▸ MATERIAL FOR THIS TASK
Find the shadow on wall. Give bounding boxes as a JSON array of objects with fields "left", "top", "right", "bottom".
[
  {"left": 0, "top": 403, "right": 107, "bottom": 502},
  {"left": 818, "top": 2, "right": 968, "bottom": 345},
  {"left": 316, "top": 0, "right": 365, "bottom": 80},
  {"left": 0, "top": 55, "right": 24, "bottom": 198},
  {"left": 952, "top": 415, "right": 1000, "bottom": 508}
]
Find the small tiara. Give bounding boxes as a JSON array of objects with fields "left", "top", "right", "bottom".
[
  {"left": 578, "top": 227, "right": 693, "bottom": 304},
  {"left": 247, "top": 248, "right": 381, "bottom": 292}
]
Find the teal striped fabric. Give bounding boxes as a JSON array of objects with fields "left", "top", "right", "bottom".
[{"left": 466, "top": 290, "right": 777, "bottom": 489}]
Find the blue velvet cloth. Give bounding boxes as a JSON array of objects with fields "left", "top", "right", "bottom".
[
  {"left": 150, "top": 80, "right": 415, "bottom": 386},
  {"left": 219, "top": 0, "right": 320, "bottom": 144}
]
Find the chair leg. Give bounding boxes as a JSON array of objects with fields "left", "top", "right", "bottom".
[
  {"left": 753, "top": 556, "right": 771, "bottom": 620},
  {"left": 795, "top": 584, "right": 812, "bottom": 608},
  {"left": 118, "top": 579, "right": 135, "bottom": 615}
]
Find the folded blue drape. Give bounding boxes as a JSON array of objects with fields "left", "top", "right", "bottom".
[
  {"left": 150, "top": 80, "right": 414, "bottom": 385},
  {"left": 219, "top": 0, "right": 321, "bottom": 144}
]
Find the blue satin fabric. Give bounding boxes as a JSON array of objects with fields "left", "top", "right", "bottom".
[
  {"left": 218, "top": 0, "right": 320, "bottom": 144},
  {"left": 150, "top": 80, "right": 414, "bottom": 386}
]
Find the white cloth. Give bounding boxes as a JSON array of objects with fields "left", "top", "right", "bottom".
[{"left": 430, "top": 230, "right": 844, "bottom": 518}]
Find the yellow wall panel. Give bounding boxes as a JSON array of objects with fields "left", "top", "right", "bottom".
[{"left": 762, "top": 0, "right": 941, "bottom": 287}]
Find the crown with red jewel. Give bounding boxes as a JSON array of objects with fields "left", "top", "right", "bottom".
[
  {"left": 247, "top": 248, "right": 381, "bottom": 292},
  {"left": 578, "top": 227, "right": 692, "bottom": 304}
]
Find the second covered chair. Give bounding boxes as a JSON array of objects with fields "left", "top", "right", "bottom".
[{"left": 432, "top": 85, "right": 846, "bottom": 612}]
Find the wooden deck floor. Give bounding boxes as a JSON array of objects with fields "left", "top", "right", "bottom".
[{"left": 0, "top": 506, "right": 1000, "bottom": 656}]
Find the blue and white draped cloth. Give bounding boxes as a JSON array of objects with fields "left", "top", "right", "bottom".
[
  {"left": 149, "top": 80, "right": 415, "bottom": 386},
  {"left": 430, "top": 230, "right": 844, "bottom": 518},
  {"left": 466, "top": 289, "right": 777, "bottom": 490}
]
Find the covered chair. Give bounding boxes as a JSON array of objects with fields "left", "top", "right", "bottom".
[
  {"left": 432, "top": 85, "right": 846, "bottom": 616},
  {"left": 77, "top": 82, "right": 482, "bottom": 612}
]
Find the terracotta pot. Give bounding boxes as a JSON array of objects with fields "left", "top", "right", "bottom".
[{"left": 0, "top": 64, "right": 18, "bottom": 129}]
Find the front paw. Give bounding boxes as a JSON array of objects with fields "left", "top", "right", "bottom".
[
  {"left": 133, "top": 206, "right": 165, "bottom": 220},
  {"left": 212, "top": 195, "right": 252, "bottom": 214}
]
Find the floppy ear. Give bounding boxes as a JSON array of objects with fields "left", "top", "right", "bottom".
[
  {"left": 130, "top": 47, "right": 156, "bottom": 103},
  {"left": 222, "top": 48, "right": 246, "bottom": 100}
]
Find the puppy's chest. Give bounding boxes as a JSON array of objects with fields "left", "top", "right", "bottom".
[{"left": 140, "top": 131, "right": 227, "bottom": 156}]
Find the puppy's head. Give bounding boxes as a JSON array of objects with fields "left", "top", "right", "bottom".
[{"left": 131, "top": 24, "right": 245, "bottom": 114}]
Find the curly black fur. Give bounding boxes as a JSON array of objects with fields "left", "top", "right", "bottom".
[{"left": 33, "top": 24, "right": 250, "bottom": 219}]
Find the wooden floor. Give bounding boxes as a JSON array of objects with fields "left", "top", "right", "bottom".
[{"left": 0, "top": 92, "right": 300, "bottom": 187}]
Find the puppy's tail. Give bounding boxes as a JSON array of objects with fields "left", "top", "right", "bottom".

▸ PROBLEM DESCRIPTION
Add 36 to every bounding box coordinate in the answers, and write out only the material from the line with "Find the puppy's chest." up to and including its last line, requests and all.

▸ WRITTEN REPLY
Find the puppy's chest. Give bounding boxes as a JSON array of objects with fields "left", "top", "right", "bottom".
[{"left": 176, "top": 167, "right": 263, "bottom": 192}]
Find the puppy's head. Give bounding boxes as a JSON array of objects with fields "left", "top", "right", "bottom".
[{"left": 167, "top": 60, "right": 281, "bottom": 150}]
Find the curly black fur. Give bounding boxes as a JSON array of objects with fields "left", "top", "right", "bottom".
[{"left": 69, "top": 60, "right": 286, "bottom": 255}]
Find the wooden floor. Give bounding boxes as a JSON array of objects with fields "left", "top", "right", "bottom".
[{"left": 36, "top": 128, "right": 336, "bottom": 223}]
Find the puppy's tail. Give bounding boxes as a JSON array of objects with fields "left", "top", "right", "bottom".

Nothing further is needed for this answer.